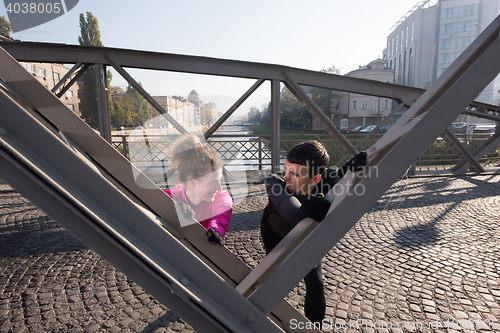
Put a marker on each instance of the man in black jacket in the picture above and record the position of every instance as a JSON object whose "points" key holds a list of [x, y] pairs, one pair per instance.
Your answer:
{"points": [[300, 194]]}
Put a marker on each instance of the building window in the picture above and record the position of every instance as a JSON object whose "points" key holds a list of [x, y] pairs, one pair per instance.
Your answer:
{"points": [[41, 72]]}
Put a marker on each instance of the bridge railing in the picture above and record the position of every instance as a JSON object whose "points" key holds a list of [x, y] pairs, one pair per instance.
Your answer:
{"points": [[253, 152]]}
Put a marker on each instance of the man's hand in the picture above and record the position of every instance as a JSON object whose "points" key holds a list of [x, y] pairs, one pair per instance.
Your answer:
{"points": [[214, 237], [315, 207]]}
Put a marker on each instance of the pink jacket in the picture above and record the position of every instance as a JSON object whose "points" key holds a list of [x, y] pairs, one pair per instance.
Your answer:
{"points": [[215, 214]]}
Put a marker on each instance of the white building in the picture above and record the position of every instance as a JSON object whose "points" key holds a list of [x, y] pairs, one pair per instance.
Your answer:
{"points": [[357, 109], [429, 38], [49, 75]]}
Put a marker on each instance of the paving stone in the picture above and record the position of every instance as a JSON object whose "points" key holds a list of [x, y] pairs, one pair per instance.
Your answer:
{"points": [[428, 250]]}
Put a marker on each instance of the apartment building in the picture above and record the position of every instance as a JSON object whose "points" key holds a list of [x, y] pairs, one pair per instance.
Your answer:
{"points": [[424, 43], [49, 75]]}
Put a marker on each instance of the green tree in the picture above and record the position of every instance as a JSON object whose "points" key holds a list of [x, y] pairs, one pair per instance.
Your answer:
{"points": [[90, 36], [5, 27], [131, 109]]}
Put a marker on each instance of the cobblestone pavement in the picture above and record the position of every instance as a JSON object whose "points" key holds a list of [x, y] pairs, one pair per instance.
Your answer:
{"points": [[425, 258]]}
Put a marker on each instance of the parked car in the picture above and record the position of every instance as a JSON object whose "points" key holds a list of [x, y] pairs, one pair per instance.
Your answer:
{"points": [[368, 129], [461, 128], [383, 128], [356, 129], [484, 129]]}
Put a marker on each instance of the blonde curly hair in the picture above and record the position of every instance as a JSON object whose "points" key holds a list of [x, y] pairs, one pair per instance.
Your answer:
{"points": [[191, 158]]}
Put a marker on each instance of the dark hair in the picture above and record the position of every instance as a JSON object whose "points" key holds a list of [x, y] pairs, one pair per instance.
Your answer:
{"points": [[311, 154], [191, 158]]}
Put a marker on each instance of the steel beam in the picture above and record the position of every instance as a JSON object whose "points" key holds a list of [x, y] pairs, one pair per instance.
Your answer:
{"points": [[233, 108], [102, 102], [319, 115], [464, 164], [460, 150], [275, 125], [73, 80], [61, 53], [65, 77]]}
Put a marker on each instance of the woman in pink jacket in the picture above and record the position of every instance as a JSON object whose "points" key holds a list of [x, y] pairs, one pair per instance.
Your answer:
{"points": [[200, 172]]}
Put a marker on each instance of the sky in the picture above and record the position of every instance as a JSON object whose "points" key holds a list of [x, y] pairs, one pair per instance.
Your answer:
{"points": [[311, 35]]}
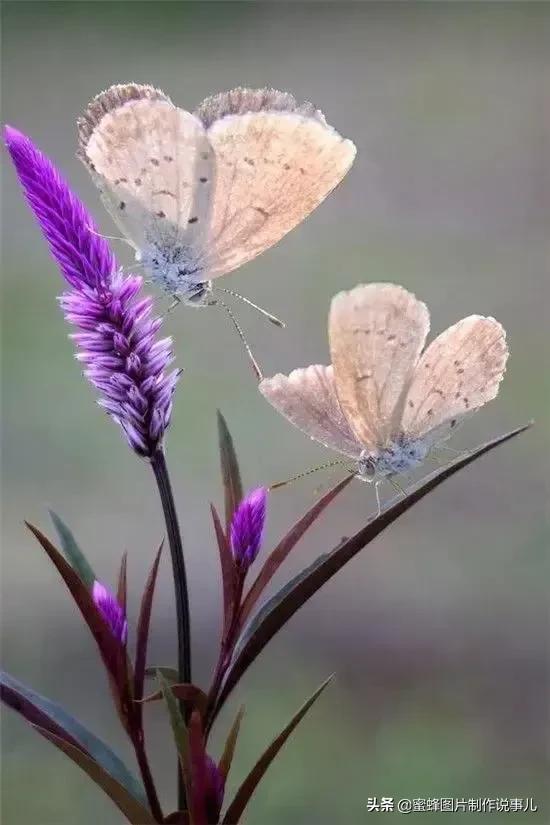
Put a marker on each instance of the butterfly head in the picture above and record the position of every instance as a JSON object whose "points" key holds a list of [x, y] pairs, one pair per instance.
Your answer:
{"points": [[176, 269], [397, 456], [367, 467]]}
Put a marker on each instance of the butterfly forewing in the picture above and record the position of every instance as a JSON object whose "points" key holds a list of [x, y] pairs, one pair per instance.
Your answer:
{"points": [[459, 372], [272, 170], [152, 163], [307, 398], [376, 334]]}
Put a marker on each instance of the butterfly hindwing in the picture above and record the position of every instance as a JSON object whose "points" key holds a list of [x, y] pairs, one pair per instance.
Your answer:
{"points": [[307, 398], [459, 372]]}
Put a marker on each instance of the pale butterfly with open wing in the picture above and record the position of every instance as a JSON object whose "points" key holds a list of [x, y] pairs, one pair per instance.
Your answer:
{"points": [[199, 194], [383, 402]]}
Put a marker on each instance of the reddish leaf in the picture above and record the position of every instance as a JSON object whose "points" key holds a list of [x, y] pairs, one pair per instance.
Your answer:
{"points": [[112, 652], [43, 713], [122, 589], [277, 557], [134, 812], [142, 633], [276, 612], [228, 571], [243, 795], [231, 476], [197, 761], [231, 741]]}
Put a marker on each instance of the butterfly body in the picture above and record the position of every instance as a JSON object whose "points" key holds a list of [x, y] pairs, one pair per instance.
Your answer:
{"points": [[177, 270], [199, 194], [384, 403], [395, 458]]}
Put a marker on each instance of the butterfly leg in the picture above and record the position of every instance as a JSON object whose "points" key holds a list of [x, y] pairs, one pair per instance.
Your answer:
{"points": [[377, 491], [174, 304]]}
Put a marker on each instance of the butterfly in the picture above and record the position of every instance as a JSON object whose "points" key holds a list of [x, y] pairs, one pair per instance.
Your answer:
{"points": [[199, 194], [384, 402]]}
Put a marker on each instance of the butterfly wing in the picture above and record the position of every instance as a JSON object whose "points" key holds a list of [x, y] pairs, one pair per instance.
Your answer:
{"points": [[152, 163], [459, 372], [376, 335], [307, 398], [275, 162]]}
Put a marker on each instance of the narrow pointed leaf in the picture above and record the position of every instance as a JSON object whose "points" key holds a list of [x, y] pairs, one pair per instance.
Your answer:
{"points": [[197, 762], [122, 589], [179, 730], [231, 476], [277, 557], [170, 673], [72, 551], [243, 795], [228, 571], [134, 812], [142, 633], [112, 652], [43, 713], [276, 612], [231, 741]]}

ACTION ITEM — From the listing above, return each line with the word "leaf".

RESPONSE —
Put a marker on each instance of the reddish leaf in the picture above and record the position of every instance as a JSON object whose "points" key holds a list of [x, y] pairs, one pair per instance.
Put a marker on each instance of the narrow pointed leaf in the picture above and record the position of every instance as a JSON object whose "points" key holds a list of [x, y] pairs, one pair per instance.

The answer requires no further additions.